[TASK INPUT — start]

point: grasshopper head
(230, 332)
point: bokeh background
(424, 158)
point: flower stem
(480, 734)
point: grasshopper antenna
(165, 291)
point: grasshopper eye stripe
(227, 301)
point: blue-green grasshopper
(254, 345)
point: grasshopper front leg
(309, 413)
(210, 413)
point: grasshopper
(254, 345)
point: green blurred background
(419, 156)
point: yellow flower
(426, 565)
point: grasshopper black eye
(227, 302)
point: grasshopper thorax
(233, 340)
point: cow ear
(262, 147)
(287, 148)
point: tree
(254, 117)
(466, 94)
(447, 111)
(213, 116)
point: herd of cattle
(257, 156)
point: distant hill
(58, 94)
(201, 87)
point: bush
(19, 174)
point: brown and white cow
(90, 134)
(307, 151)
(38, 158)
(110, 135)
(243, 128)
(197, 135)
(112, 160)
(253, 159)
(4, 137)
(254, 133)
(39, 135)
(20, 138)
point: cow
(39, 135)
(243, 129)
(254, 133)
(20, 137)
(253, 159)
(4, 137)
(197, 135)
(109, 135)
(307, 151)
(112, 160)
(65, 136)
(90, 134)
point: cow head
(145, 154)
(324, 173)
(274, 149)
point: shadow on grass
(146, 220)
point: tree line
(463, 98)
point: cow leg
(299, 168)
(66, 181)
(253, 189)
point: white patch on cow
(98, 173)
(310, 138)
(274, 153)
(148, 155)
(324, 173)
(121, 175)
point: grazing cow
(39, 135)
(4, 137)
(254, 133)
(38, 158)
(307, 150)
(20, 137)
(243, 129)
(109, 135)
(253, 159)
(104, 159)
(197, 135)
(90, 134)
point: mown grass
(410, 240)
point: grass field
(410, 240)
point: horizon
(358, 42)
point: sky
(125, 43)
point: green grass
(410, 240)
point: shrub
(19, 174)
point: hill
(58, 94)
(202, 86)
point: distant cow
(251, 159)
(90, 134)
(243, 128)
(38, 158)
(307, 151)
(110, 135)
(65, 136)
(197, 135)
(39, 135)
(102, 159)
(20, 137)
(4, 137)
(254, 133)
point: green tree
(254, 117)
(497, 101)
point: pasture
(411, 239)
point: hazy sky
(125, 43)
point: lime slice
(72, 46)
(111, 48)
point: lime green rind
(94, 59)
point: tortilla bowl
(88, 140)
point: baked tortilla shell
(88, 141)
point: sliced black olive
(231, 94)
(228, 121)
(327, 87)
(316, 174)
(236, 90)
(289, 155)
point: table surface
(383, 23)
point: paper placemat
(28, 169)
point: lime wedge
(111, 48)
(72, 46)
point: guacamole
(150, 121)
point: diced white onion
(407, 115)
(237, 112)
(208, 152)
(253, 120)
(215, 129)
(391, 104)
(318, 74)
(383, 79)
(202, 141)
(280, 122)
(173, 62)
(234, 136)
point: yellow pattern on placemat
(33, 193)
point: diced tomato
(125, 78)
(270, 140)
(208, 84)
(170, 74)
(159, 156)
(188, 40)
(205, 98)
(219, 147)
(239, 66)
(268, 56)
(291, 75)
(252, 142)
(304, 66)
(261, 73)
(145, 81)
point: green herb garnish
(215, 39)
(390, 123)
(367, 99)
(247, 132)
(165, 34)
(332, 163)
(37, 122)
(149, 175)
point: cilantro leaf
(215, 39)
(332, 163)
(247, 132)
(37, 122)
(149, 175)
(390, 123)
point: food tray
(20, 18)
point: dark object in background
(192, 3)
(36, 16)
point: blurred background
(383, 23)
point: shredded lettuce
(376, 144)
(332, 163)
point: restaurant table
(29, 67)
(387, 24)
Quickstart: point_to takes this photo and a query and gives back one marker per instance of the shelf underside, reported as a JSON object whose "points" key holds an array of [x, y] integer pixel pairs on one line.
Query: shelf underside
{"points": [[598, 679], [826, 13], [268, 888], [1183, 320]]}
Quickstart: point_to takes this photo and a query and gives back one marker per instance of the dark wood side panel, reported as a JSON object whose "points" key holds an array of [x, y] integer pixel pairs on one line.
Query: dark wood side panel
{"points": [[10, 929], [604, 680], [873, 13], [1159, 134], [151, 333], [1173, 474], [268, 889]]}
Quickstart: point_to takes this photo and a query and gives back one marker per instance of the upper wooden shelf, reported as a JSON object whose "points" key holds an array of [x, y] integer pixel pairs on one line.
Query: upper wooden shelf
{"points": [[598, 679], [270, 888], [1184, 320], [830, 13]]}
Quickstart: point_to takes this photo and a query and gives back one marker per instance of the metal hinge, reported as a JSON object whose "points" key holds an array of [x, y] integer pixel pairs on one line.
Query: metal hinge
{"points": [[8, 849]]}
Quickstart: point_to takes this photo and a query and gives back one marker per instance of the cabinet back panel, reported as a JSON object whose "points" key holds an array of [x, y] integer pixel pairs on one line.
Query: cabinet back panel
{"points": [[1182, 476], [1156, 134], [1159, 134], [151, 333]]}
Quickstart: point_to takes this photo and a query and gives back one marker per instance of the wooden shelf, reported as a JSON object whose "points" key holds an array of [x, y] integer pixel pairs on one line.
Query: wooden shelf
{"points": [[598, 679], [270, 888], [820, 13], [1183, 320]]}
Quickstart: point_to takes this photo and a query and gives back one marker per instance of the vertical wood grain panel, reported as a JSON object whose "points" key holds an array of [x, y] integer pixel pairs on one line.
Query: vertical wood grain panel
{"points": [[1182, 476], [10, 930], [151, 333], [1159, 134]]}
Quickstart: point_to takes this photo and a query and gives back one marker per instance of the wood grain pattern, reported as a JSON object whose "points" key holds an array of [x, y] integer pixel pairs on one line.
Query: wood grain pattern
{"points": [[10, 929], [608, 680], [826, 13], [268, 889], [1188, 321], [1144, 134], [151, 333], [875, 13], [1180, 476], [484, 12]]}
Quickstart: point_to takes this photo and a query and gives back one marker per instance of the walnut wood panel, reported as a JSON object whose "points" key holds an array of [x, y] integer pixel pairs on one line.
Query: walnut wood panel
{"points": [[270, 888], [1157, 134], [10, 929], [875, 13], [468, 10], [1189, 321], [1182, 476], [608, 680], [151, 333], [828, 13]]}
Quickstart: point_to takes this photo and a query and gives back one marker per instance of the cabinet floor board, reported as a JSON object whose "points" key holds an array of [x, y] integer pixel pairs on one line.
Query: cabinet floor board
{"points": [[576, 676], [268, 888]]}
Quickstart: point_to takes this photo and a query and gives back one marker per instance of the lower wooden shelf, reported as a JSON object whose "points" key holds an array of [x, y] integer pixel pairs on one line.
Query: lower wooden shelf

[TASK INPUT — finish]

Copy every record above out again, word for word.

**SOLUTION**
point: grasshopper head
(230, 332)
point: bokeh background
(424, 158)
point: flower stem
(480, 734)
point: grasshopper antenna
(165, 291)
point: grasshopper eye stripe
(227, 301)
point: blue-green grasshopper
(254, 345)
point: grasshopper front leg
(309, 413)
(210, 413)
point: grasshopper
(254, 345)
point: green blurred background
(419, 156)
point: yellow flower
(426, 565)
point: grasshopper black eye
(227, 302)
point: grasshopper thorax
(233, 340)
point: cow ear
(262, 147)
(287, 148)
point: tree
(254, 117)
(466, 94)
(447, 111)
(213, 116)
point: herd of cattle
(257, 156)
point: distant hill
(58, 94)
(201, 87)
point: bush
(19, 174)
point: brown and white cow
(90, 134)
(307, 151)
(38, 158)
(110, 135)
(243, 128)
(197, 135)
(112, 160)
(253, 159)
(4, 137)
(254, 133)
(39, 135)
(20, 138)
point: cow
(39, 135)
(243, 129)
(254, 133)
(20, 137)
(253, 159)
(4, 137)
(197, 135)
(109, 135)
(307, 151)
(112, 160)
(65, 136)
(90, 134)
point: cow head
(145, 154)
(324, 173)
(274, 149)
point: shadow on grass
(146, 220)
point: tree line
(463, 98)
point: cow leg
(299, 168)
(66, 181)
(253, 189)
point: white patch on cow
(98, 173)
(310, 138)
(274, 153)
(148, 155)
(324, 173)
(121, 175)
point: grazing cow
(39, 135)
(4, 137)
(254, 133)
(38, 158)
(307, 150)
(20, 137)
(243, 129)
(109, 135)
(253, 159)
(104, 159)
(197, 135)
(90, 134)
point: mown grass
(410, 240)
point: grass field
(410, 240)
point: horizon
(358, 42)
point: sky
(125, 43)
point: green grass
(410, 240)
point: shrub
(19, 174)
point: hill
(58, 94)
(202, 86)
point: distant cow
(251, 159)
(90, 134)
(243, 128)
(38, 158)
(307, 151)
(110, 135)
(65, 136)
(197, 135)
(39, 135)
(102, 159)
(20, 137)
(4, 137)
(254, 133)
point: green tree
(254, 117)
(497, 101)
point: pasture
(411, 239)
point: hazy sky
(125, 43)
point: lime slice
(72, 46)
(111, 48)
point: lime green rind
(94, 59)
point: tortilla bowl
(88, 140)
point: baked tortilla shell
(88, 141)
point: sliced black olive
(231, 94)
(228, 121)
(327, 87)
(316, 174)
(236, 90)
(289, 155)
point: table surface
(383, 23)
point: paper placemat
(28, 169)
point: lime wedge
(111, 48)
(72, 46)
point: guacamole
(150, 121)
point: diced white onion
(407, 115)
(237, 112)
(208, 152)
(253, 120)
(215, 129)
(391, 104)
(318, 74)
(383, 79)
(202, 141)
(280, 122)
(173, 62)
(234, 136)
point: yellow pattern on placemat
(33, 193)
point: diced tomato
(125, 78)
(270, 140)
(208, 84)
(170, 74)
(159, 156)
(188, 40)
(205, 98)
(219, 147)
(239, 66)
(268, 56)
(291, 75)
(252, 142)
(304, 66)
(261, 73)
(145, 81)
point: green herb garnish
(215, 39)
(390, 123)
(367, 99)
(247, 132)
(165, 34)
(332, 163)
(37, 122)
(149, 175)
point: cilantro leaf
(215, 39)
(332, 163)
(247, 132)
(37, 122)
(149, 175)
(390, 123)
point: food tray
(20, 18)
point: dark object in background
(192, 3)
(36, 16)
point: blurred background
(383, 23)
point: shredded lettuce
(376, 144)
(332, 163)
point: restaurant table
(29, 67)
(387, 24)
Quickstart: point_to takes this photo and a query and gives back one marker per instance of the shelf underside, reported as a JSON object whose "points" key holds an array of [x, y] integer pixel pairs on one line.
Query: shelf underside
{"points": [[598, 679], [826, 13], [268, 888], [1183, 320]]}
Quickstart: point_to takes this photo and a query and gives back one marker per instance of the dark wood side panel, reported as a JSON object whose "points" key holds an array of [x, y] integer pixel pairs on one line.
Query: dark wood side panel
{"points": [[10, 929], [604, 680], [873, 13], [1159, 134], [151, 333], [1173, 474], [268, 889]]}
Quickstart: point_to takes this photo and a query and gives back one marker per instance of the upper wooden shelf, reported as a JSON object whose "points" key holds an array of [x, y] integer pixel pairs on one line.
Query: upper wooden shelf
{"points": [[598, 679], [270, 888], [1184, 320], [830, 13]]}
Quickstart: point_to takes this photo and a query and gives back one marker per instance of the metal hinge, reported as a JSON object whose "points" key holds an array of [x, y] integer pixel pairs on one line.
Query: metal hinge
{"points": [[8, 849]]}
Quickstart: point_to takes this photo and a query and gives back one marker per instance of the cabinet back panel, reported as a JSON object whose "points" key holds an array of [x, y] integer pixel pairs on one line.
Query: cabinet back panel
{"points": [[1182, 476], [1156, 134], [1159, 134], [151, 333]]}
Quickstart: point_to takes this photo and a query and gives back one marker per instance of the wooden shelf, reported as a JSON object whose "points" key holds an array of [x, y] integer pixel pairs on one line.
Query: wooden shelf
{"points": [[598, 679], [270, 888], [820, 13], [1183, 320]]}
Quickstart: point_to takes this photo and a query and gives back one marker per instance of the vertical wood grain panel, reported as a JSON object whose "points" key holds an array of [x, y] integer pixel pairs on one line.
Query: vertical wood grain panel
{"points": [[1182, 476], [10, 930], [151, 333], [1159, 134]]}
Quickstart: point_to takes this photo and a query and gives back one marker per instance of the wood grain pattern, reported as a JSON object whose "points" key holds an array of [x, y] integer pixel pairs on one line.
Query: wood grain pattern
{"points": [[10, 929], [608, 680], [826, 13], [268, 889], [1188, 321], [1144, 134], [151, 333], [875, 13], [1180, 476], [484, 12]]}
Quickstart: point_to takes this photo and a query and gives back one marker per instance of the walnut wood panel, reported as a JSON object whose "points" key holds an array of [x, y] integer pixel pairs on one line.
Query: walnut wood panel
{"points": [[270, 888], [1157, 134], [10, 929], [875, 13], [468, 10], [1189, 321], [1182, 476], [608, 680], [151, 333], [828, 13]]}
Quickstart: point_to takes this photo and a query and gives back one marker per instance of the cabinet floor board, reported as a JSON object whose "points" key holds an array of [x, y] integer pixel pairs on one line.
Query: cabinet floor board
{"points": [[576, 676], [268, 888]]}
Quickstart: point_to takes this photo and a query and gives back one marker per instance of the lower wooden shelf, reported as a JSON object whose "points" key holds an array of [x, y] integer pixel pairs on one line.
Query: lower wooden shelf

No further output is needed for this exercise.